* PROMPT 1:
From the passage on wave slope statistics, list every published study it cites, giving the authors and year of each.

* SUPPLIED PASSAGE:
☆ ☆ ☆

Figure 5 shows the growth of wave slope statistics in time, including the r.m.s. of the streamwise spatial derivative of surface elevation, $\langle \eta _x^{2}\rangle ^{1/2}$, r.m.s. of the spanwise spatial derivative of surface elevation, $\langle \eta _y^{2}\rangle ^{1/2}$ and r.m.s. of the surface elevation gradient, $\langle |\boldsymbol {\nabla } \eta |^{2}\rangle ^{1/2}$. As shown in figure 5(a), during the principal stage ($tu_\tau ^{a}/H<20$), the wave slope grows with time slowly, and the total wave slope $\langle |\boldsymbol {\nabla } \eta |^{2}\rangle ^{1/2}$ does not exceed $0.003$. The small values of wave slope indicate that nonlinear wave effects are weak in the principal stage, consistent with the linear wave assumption in the Phillips theory. We also observe that $\langle \eta _y^{2}\rangle ^{1/2}$ is larger than $\langle \eta _x^{2}\rangle ^{1/2}$ in the principal stage, which indicates that the waves are streak like in the early phase. This phenomenon was also reported in the DNS of Lin et al. (Reference Lin, Moeng, Tsai, Sullivan and Belcher2008) and in the studies of surface deformations in the wrinkle regime (Paquier et al. Reference Paquier, Moisy and Rabaud2016; Perrard et al. Reference Perrard, Lozano-Durán, Rabaud, Benzaquen and Moisy2019). A corollary of the Phillips theory is that the variance of spatial derivatives of surface elevation is proportional to the variance of spatial derivatives of pressure fluctuations at the air–water interface. In turbulent channel flows, the variances of wall pressure derivatives shows that $\langle p_x^{2} \rangle <\langle p_y^{2} \rangle$ (Vreman & Kuerten Reference Vreman and Kuerten2014), which is consistent with our results of surface elevation derivatives in the principal stage, $\langle \eta _x^{2} \rangle <\langle \eta _y^{2} \rangle$. In the late phase, the spatial derivatives of surface elevation exhibit an exponential growth behaviour, similar to the evolution of surface elevation variance. $\langle \eta _x^{2} \rangle$ becomes much larger than $\langle \eta _y^{2} \rangle$ when $tu_\tau ^{a}/H>50$, indicating that dominant streamwise waves are generated.

☆ ☆ ☆

* RECORDS SUPPLIED:
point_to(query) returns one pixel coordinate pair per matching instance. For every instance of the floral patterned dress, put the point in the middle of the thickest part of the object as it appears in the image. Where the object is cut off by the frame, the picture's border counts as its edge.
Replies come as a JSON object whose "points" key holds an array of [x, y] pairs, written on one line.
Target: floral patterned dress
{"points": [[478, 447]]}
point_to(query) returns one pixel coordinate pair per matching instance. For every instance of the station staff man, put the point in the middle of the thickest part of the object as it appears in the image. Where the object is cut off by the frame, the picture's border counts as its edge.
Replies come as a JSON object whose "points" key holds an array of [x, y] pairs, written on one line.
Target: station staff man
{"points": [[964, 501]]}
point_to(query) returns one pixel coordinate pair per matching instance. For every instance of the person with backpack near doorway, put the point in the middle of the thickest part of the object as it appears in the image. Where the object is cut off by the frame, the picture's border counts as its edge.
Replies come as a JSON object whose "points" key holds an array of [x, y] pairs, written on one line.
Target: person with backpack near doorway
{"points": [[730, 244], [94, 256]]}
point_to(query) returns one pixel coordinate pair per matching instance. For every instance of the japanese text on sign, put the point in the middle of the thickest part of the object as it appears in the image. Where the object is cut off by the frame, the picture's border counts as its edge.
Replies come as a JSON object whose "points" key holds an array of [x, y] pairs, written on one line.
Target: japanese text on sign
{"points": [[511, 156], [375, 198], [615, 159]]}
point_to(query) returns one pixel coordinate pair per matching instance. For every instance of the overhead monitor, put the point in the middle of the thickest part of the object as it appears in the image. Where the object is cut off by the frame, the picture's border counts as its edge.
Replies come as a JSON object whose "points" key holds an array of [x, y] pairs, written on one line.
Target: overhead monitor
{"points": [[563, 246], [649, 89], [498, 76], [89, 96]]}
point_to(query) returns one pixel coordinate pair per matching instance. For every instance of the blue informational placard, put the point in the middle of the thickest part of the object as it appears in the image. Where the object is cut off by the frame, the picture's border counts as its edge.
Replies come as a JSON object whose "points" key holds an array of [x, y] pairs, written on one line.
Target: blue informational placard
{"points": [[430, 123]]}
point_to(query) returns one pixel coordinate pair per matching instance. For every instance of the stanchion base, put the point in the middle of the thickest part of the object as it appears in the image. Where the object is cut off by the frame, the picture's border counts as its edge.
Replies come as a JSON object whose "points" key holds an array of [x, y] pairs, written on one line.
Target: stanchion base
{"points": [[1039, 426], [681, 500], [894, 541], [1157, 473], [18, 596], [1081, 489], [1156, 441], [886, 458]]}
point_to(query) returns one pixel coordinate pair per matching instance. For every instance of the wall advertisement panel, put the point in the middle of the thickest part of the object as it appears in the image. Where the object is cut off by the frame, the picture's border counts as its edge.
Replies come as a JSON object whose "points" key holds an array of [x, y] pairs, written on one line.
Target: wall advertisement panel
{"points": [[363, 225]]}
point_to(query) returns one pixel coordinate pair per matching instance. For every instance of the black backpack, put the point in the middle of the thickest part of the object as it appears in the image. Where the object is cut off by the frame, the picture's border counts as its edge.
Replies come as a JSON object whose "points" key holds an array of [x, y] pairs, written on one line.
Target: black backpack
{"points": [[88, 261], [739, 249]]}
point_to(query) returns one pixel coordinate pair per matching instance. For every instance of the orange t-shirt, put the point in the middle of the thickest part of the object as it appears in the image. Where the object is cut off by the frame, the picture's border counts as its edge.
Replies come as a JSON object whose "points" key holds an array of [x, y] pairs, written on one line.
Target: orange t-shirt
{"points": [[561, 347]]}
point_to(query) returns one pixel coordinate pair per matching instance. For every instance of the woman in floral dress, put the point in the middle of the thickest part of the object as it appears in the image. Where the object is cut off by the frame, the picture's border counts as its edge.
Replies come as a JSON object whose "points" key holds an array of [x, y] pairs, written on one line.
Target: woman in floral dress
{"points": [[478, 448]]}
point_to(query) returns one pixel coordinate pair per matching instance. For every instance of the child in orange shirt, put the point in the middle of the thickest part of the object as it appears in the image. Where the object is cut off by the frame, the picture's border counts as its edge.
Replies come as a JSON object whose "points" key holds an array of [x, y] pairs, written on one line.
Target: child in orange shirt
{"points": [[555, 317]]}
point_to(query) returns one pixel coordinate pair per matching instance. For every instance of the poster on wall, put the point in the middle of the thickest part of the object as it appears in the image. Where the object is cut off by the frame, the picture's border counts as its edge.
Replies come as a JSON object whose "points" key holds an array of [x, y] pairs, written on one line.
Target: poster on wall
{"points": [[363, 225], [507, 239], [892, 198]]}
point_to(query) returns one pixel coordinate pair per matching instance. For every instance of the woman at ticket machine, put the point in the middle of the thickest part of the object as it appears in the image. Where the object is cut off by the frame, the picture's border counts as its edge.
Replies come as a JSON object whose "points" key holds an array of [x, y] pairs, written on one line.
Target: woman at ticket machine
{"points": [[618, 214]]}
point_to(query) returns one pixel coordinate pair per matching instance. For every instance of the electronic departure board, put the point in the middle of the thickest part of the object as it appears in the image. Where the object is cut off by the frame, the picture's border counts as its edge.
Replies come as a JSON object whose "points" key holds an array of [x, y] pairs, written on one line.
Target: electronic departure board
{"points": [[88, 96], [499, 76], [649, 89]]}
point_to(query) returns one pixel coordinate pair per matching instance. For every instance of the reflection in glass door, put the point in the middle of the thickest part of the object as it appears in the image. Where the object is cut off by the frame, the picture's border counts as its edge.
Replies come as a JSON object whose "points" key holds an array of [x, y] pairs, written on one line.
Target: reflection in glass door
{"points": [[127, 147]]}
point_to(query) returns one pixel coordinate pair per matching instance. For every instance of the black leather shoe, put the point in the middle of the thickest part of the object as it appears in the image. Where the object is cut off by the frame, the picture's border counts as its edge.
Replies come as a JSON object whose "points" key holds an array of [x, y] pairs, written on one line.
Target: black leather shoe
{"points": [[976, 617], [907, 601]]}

☆ ☆ ☆

* PROMPT 2:
Recast the rows as a JSON list of strings, one string per line, covering everything from the line containing "of the reflection" down to the end of the rows.

* FINISHED ANSWER 1:
- Lin et al. (2008)
- Paquier et al. (2016)
- Perrard et al. (2019)
- Vreman & Kuerten (2014)

* FINISHED ANSWER 2:
[
  "point_to(query) returns one pixel coordinate pair per matching instance. For every instance of the reflection in glass door, put the point in the middle of the thickest part of the object as it appears in the image. Where the object is cut off by the frame, the picture's border counts as its edge.",
  "Replies come as a JSON object whose \"points\" key holds an array of [x, y] pairs, written on one line.",
  "Target: reflection in glass door",
  "{\"points\": [[127, 147]]}",
  "point_to(query) returns one pixel coordinate pair per matching instance. For every instance of the black leather shoe, put the point in the middle of the thickest part of the object as it appears in the image. Where the object is cut off by the frame, the picture's border counts as its edge.",
  "Replies come as a JSON object whose \"points\" key holds an array of [x, y] pairs, written on one line.",
  "Target: black leather shoe",
  "{\"points\": [[976, 617], [907, 601]]}"
]